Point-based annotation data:
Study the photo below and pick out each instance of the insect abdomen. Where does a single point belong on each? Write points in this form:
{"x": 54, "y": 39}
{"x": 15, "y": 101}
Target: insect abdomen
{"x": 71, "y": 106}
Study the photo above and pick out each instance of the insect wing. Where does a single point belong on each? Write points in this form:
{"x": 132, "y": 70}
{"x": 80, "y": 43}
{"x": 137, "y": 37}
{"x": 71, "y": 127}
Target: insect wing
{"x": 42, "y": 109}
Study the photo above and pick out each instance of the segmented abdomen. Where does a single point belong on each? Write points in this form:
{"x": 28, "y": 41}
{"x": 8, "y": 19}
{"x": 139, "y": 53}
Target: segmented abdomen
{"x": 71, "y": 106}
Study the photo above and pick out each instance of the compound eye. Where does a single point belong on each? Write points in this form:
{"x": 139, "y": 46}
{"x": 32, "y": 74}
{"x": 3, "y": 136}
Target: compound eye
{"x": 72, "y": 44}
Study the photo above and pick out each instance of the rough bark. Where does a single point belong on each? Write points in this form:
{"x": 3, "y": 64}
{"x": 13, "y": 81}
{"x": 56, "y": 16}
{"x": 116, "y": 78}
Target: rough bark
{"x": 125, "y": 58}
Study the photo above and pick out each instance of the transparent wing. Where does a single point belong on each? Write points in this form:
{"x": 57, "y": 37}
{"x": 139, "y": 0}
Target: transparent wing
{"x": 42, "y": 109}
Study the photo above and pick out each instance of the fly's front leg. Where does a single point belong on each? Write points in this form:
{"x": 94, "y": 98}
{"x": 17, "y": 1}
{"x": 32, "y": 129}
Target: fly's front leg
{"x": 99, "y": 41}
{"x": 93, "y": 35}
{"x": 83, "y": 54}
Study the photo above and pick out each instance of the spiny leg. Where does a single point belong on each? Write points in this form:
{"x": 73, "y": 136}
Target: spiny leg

Task brief -
Copy out every line of the data from the line that contains "of the transparent" through the end of the data, shifting each x and y coordinate in the answers up by 28.

Result for this task -
Study the photo above and pick out each instance of the transparent wing. Where does a single point belong on each? Write points in this form:
{"x": 57, "y": 37}
{"x": 139, "y": 0}
Target: transparent wing
{"x": 70, "y": 137}
Study the photo above and pick out each instance of the fly's front leg. Where does a single point belong on each? Write points in this form:
{"x": 94, "y": 98}
{"x": 17, "y": 1}
{"x": 32, "y": 129}
Target: fly's front leg
{"x": 127, "y": 69}
{"x": 121, "y": 63}
{"x": 111, "y": 82}
Study the photo above and pick out each instance of the spiny leg. Where does a single point belong on each? Write points in this form:
{"x": 73, "y": 136}
Target: spiny leg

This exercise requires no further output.